Look for "Target = roadside marker post" in the listing below, then copy exactly the line it appears in and all lines after it to the end, and nothing more.

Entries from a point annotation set
— START —
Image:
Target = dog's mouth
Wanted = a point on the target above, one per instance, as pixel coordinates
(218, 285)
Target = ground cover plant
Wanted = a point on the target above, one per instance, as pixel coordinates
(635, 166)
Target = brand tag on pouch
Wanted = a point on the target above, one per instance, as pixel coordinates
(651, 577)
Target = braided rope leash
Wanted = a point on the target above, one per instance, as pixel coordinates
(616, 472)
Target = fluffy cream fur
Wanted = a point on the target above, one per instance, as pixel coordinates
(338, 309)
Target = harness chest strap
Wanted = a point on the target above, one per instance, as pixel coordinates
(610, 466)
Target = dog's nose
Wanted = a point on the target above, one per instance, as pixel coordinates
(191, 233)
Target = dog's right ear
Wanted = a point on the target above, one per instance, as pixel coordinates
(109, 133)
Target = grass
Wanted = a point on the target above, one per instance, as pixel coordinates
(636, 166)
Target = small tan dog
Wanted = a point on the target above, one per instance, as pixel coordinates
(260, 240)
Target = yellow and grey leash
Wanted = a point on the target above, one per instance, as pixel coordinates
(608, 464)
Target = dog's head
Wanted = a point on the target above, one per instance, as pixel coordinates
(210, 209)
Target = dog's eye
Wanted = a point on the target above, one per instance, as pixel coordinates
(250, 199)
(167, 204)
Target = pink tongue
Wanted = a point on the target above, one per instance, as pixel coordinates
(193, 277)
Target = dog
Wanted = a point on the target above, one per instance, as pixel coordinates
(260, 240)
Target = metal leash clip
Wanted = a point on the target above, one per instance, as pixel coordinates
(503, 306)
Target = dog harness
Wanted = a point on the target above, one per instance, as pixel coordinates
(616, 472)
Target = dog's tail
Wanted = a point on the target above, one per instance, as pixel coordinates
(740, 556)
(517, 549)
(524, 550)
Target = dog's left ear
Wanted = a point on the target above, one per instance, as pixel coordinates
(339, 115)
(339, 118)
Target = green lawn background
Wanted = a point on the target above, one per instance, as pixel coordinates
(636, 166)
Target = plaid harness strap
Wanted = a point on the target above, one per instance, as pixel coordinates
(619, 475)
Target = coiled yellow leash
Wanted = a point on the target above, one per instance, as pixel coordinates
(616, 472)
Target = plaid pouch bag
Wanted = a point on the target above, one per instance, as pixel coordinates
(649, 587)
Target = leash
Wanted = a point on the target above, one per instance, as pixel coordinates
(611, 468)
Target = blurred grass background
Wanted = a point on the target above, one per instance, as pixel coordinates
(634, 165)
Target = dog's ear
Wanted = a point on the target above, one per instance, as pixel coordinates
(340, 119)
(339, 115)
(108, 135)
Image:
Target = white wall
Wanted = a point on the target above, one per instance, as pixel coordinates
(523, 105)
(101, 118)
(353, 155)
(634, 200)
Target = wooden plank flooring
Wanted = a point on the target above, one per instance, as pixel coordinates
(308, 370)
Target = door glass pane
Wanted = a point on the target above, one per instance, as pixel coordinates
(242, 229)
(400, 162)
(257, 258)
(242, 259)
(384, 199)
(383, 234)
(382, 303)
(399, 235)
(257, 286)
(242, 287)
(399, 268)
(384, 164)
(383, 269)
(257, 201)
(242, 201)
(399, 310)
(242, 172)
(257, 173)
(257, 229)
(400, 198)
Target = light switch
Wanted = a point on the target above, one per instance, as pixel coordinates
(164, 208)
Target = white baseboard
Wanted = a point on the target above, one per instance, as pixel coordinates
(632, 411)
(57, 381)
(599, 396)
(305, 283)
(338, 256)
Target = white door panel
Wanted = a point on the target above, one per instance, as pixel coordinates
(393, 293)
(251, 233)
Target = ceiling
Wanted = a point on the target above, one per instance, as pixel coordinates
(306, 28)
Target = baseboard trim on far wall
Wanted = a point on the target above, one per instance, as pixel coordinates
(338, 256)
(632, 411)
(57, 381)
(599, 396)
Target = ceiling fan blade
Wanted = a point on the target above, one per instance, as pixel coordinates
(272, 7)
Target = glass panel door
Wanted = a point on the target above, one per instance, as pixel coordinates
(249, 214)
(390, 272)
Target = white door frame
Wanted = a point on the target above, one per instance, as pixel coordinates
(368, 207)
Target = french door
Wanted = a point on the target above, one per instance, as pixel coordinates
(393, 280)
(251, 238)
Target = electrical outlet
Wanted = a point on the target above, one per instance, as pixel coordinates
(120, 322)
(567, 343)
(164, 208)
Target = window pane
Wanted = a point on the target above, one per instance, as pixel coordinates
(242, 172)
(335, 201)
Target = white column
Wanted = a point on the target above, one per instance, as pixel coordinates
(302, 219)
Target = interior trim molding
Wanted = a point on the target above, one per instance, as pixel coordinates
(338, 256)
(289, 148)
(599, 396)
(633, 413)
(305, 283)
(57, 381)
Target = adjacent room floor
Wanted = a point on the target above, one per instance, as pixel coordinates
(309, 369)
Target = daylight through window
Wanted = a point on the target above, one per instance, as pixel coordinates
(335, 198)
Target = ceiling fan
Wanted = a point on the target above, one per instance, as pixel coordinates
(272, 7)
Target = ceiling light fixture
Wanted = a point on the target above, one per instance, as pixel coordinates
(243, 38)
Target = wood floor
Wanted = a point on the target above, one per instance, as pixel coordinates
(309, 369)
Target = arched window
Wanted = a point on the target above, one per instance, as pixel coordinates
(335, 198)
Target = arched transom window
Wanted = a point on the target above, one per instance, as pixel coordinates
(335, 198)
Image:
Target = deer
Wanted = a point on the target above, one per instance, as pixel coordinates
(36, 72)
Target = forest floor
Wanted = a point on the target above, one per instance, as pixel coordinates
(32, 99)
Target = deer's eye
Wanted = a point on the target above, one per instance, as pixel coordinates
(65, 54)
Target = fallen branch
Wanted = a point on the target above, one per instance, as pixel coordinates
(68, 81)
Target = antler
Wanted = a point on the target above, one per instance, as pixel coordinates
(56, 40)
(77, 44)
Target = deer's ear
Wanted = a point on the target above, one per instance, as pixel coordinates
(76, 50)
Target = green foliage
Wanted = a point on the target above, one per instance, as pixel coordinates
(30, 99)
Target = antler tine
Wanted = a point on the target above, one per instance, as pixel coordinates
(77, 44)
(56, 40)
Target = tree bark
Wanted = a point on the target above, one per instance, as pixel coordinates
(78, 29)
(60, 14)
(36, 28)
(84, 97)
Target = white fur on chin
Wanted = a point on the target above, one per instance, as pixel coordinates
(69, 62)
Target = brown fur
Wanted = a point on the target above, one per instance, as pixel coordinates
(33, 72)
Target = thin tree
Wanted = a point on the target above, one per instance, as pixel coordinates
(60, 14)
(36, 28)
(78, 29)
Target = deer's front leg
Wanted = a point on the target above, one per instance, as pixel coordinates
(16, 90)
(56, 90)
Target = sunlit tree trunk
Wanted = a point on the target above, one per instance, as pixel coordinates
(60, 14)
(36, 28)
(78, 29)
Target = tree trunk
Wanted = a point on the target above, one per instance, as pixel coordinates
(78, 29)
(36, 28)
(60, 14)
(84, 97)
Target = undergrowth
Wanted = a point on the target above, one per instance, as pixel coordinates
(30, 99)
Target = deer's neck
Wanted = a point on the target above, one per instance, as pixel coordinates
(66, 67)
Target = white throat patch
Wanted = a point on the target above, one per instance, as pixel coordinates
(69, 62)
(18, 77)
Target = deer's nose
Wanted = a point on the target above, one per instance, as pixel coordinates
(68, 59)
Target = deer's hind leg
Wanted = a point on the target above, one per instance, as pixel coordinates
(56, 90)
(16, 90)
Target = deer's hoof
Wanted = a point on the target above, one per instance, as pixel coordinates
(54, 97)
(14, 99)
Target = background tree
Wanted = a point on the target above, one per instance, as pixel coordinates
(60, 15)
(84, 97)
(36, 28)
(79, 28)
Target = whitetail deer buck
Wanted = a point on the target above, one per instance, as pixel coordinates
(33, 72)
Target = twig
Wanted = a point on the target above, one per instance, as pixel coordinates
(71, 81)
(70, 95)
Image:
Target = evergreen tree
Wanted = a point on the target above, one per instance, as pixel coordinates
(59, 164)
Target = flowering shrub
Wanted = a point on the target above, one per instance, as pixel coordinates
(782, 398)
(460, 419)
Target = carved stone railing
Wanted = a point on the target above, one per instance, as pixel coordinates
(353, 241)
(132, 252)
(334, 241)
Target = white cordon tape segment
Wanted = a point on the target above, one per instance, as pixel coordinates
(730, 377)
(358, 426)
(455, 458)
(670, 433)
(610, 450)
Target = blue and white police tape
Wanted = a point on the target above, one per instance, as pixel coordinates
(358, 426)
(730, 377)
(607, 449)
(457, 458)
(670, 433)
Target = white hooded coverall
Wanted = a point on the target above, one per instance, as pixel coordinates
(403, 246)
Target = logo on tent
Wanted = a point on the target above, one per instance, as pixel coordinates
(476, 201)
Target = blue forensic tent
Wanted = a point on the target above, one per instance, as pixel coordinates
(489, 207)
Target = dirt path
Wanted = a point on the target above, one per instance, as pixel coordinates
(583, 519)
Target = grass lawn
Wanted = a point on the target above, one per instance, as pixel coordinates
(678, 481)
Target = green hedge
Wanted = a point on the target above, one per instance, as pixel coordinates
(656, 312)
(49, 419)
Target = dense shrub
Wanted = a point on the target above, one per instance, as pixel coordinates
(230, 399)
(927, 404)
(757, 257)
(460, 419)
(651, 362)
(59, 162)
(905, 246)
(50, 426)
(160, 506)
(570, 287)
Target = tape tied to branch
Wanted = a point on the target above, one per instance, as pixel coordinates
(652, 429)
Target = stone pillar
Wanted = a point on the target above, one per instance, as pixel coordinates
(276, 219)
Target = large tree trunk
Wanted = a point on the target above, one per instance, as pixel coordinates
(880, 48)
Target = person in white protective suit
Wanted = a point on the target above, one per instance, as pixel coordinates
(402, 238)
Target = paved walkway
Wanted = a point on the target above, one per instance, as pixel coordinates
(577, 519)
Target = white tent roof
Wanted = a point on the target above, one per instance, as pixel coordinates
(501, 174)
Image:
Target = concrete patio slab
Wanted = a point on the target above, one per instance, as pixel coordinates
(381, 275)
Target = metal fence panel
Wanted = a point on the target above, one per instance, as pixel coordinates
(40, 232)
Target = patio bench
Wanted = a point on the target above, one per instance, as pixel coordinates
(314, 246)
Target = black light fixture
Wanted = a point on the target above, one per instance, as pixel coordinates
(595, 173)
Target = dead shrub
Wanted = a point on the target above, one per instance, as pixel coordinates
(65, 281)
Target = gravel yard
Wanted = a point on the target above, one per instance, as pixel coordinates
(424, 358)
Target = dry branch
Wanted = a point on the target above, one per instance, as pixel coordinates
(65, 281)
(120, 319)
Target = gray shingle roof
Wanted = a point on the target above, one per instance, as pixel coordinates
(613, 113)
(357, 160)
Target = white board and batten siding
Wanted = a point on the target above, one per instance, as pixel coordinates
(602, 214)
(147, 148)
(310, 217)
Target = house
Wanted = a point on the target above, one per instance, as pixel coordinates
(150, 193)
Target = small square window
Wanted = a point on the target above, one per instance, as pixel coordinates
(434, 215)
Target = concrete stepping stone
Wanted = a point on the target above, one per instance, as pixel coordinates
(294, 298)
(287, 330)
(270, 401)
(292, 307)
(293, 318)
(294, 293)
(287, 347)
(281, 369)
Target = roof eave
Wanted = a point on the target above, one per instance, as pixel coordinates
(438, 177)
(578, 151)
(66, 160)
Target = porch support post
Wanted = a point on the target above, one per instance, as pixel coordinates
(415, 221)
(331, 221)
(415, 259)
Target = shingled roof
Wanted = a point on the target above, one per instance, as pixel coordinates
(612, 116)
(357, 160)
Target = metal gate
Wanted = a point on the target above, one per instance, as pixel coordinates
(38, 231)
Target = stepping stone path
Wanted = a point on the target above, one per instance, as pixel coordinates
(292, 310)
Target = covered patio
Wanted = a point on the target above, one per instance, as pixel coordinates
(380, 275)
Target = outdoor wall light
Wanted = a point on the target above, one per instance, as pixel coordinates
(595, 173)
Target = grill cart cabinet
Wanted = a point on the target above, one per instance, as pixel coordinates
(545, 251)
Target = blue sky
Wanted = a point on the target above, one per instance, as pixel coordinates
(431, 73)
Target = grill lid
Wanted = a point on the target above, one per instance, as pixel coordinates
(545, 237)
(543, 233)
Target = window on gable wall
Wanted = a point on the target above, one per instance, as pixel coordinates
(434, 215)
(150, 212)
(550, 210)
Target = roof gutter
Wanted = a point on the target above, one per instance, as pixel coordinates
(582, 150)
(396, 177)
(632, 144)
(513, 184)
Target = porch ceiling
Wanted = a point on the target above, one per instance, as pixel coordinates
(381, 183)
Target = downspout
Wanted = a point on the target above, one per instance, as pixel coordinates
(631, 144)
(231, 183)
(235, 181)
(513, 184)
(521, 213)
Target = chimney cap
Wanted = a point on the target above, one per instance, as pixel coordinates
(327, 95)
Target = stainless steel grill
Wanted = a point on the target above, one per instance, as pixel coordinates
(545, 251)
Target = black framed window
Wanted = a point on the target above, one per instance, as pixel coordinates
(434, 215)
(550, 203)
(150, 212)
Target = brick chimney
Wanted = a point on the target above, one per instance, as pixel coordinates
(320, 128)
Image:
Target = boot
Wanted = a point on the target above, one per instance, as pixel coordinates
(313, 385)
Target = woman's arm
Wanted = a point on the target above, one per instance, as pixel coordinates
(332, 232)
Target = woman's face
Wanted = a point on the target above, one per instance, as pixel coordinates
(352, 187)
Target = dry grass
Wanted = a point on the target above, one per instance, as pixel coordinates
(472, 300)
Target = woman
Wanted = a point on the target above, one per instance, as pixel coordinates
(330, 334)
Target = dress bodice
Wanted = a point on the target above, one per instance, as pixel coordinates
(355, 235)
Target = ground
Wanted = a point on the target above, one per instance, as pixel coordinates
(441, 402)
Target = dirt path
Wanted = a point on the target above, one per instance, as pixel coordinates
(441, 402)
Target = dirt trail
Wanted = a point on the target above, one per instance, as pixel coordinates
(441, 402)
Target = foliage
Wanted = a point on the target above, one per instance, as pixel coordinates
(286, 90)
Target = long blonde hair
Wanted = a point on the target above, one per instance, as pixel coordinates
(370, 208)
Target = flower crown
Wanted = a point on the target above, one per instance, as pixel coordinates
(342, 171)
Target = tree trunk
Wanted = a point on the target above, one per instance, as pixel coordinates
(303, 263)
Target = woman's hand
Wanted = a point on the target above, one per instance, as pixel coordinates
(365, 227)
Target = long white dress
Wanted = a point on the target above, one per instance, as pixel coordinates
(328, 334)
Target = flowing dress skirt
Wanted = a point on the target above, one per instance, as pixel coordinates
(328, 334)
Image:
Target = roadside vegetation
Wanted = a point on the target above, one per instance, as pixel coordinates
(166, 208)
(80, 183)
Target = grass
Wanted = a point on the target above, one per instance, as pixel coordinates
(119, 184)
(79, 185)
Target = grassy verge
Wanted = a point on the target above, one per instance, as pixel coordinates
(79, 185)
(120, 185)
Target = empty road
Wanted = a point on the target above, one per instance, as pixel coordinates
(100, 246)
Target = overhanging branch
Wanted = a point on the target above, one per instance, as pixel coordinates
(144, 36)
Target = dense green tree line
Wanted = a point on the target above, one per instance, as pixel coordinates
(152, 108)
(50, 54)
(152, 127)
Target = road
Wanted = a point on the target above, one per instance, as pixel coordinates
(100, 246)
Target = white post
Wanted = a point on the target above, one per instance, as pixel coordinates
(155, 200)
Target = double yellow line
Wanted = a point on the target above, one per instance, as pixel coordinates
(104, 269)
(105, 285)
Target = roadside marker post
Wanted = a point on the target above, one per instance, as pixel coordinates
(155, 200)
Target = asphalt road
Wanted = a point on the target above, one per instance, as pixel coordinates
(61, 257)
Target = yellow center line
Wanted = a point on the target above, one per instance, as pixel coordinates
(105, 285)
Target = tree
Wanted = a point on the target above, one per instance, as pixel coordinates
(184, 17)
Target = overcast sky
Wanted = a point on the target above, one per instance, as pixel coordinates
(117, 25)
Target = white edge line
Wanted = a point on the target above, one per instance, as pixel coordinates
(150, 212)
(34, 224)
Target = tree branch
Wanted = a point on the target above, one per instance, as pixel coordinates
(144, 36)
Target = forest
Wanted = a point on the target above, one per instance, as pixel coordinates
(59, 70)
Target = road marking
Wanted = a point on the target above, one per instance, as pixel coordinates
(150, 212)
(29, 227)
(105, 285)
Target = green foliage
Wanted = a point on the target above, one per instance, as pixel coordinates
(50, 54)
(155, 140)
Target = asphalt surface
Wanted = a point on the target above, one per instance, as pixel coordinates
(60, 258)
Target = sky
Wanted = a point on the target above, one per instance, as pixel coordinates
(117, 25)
— END —
COMPLETE OUTPUT:
Target = roadside marker post
Wanted = a point on the target above, one per instance, as pixel coordinates
(155, 200)
Target = asphalt road
Wanted = a point on the target above, one per instance, as pixel coordinates
(61, 257)
Target = yellow center line
Wanted = a point on the target above, one per instance, as pixel coordinates
(105, 285)
Target = tree
Wanted = a point on the target above, one per instance, as pixel coordinates
(184, 17)
Target = overcast sky
Wanted = a point on the target above, one per instance, as pixel coordinates
(117, 25)
Target = white edge line
Wanted = a point on the target above, one per instance, as pixel coordinates
(150, 212)
(34, 224)
Target = tree branch
Wanted = a point on the target above, one per instance, as pixel coordinates
(144, 36)
Target = forest
Wanted = a point on the target above, one per instance, as pixel coordinates
(59, 70)
Target = road marking
Wanted = a point on the target above, one per instance, as pixel coordinates
(150, 212)
(29, 227)
(105, 285)
Target = green foliage
Wanted = a point on the target above, one per instance, as pixel coordinates
(50, 54)
(155, 140)
Target = asphalt surface
Wanted = a point on the target above, one per instance, as pixel coordinates
(60, 258)
Target = sky
Wanted = a point on the target above, one per instance, as pixel coordinates
(117, 25)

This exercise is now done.